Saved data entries

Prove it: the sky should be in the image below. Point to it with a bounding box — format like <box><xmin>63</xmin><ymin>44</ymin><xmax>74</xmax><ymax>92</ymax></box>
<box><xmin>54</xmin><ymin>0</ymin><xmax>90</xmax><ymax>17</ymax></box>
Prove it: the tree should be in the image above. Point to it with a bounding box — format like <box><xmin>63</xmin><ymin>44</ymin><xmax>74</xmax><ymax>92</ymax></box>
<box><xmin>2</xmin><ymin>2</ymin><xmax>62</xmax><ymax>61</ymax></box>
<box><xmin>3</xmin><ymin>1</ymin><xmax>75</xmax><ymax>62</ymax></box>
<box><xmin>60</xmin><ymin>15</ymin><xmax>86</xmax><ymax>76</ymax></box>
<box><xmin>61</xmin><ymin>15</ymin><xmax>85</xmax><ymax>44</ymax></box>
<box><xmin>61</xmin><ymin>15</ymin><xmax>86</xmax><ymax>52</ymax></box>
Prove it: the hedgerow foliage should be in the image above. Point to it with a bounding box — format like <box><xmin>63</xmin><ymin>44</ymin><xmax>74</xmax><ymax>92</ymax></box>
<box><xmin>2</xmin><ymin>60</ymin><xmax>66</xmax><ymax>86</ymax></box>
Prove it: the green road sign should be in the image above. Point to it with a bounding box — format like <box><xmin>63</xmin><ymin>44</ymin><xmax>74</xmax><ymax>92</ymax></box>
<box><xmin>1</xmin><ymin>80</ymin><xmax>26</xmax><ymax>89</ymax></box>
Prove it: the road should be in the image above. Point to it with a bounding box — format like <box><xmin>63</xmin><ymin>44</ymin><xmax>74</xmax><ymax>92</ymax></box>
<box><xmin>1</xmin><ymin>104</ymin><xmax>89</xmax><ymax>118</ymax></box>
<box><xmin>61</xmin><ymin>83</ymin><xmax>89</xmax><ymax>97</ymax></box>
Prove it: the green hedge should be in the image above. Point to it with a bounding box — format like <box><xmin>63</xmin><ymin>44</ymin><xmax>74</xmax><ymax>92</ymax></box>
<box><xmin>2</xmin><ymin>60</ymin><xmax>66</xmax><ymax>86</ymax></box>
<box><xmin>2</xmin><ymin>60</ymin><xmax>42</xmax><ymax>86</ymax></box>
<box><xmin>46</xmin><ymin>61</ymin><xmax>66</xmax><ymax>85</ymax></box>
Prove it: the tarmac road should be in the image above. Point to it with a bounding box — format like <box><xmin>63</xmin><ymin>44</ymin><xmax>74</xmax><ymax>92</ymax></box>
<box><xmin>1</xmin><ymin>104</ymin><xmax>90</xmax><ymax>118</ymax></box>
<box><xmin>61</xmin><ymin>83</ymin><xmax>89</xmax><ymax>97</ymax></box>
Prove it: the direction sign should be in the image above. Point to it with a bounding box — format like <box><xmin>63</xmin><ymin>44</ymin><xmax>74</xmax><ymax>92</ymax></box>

Instructions for the task:
Each record is to be given again in full, exactly as it reads.

Answer below:
Prove it: the sky should be in the image below. Point to it with a bounding box — format like <box><xmin>63</xmin><ymin>44</ymin><xmax>74</xmax><ymax>92</ymax></box>
<box><xmin>54</xmin><ymin>0</ymin><xmax>90</xmax><ymax>17</ymax></box>
Prove it: the tree should be in the image above. Point to it with a bounding box — format like <box><xmin>63</xmin><ymin>44</ymin><xmax>74</xmax><ymax>92</ymax></box>
<box><xmin>2</xmin><ymin>2</ymin><xmax>62</xmax><ymax>61</ymax></box>
<box><xmin>3</xmin><ymin>1</ymin><xmax>75</xmax><ymax>62</ymax></box>
<box><xmin>60</xmin><ymin>15</ymin><xmax>86</xmax><ymax>76</ymax></box>
<box><xmin>61</xmin><ymin>15</ymin><xmax>85</xmax><ymax>44</ymax></box>
<box><xmin>61</xmin><ymin>15</ymin><xmax>86</xmax><ymax>52</ymax></box>
Prove it: the hedgerow foliage should be in the image above. Point to it with a bounding box — format like <box><xmin>63</xmin><ymin>44</ymin><xmax>74</xmax><ymax>92</ymax></box>
<box><xmin>2</xmin><ymin>60</ymin><xmax>66</xmax><ymax>86</ymax></box>
Prove it: the green road sign should be in the image above. Point to it with a bounding box — format like <box><xmin>63</xmin><ymin>44</ymin><xmax>74</xmax><ymax>92</ymax></box>
<box><xmin>1</xmin><ymin>80</ymin><xmax>26</xmax><ymax>89</ymax></box>
Prove it: the road should be in the image above. Point to it with a bounding box — format like <box><xmin>63</xmin><ymin>44</ymin><xmax>74</xmax><ymax>92</ymax></box>
<box><xmin>1</xmin><ymin>104</ymin><xmax>89</xmax><ymax>118</ymax></box>
<box><xmin>61</xmin><ymin>83</ymin><xmax>89</xmax><ymax>97</ymax></box>
Prove it: the green hedge should be in the image above. Point to it with a bounding box — format like <box><xmin>63</xmin><ymin>44</ymin><xmax>74</xmax><ymax>92</ymax></box>
<box><xmin>2</xmin><ymin>60</ymin><xmax>66</xmax><ymax>86</ymax></box>
<box><xmin>2</xmin><ymin>60</ymin><xmax>42</xmax><ymax>86</ymax></box>
<box><xmin>46</xmin><ymin>61</ymin><xmax>66</xmax><ymax>85</ymax></box>
Prove it: the tarmac road should be in the image above. Point to it with a bounding box — format like <box><xmin>63</xmin><ymin>44</ymin><xmax>74</xmax><ymax>92</ymax></box>
<box><xmin>1</xmin><ymin>104</ymin><xmax>90</xmax><ymax>118</ymax></box>
<box><xmin>61</xmin><ymin>83</ymin><xmax>89</xmax><ymax>97</ymax></box>
Prove it: the direction sign should be in the image above. Point to it with a bounding box — format like <box><xmin>63</xmin><ymin>44</ymin><xmax>74</xmax><ymax>92</ymax></box>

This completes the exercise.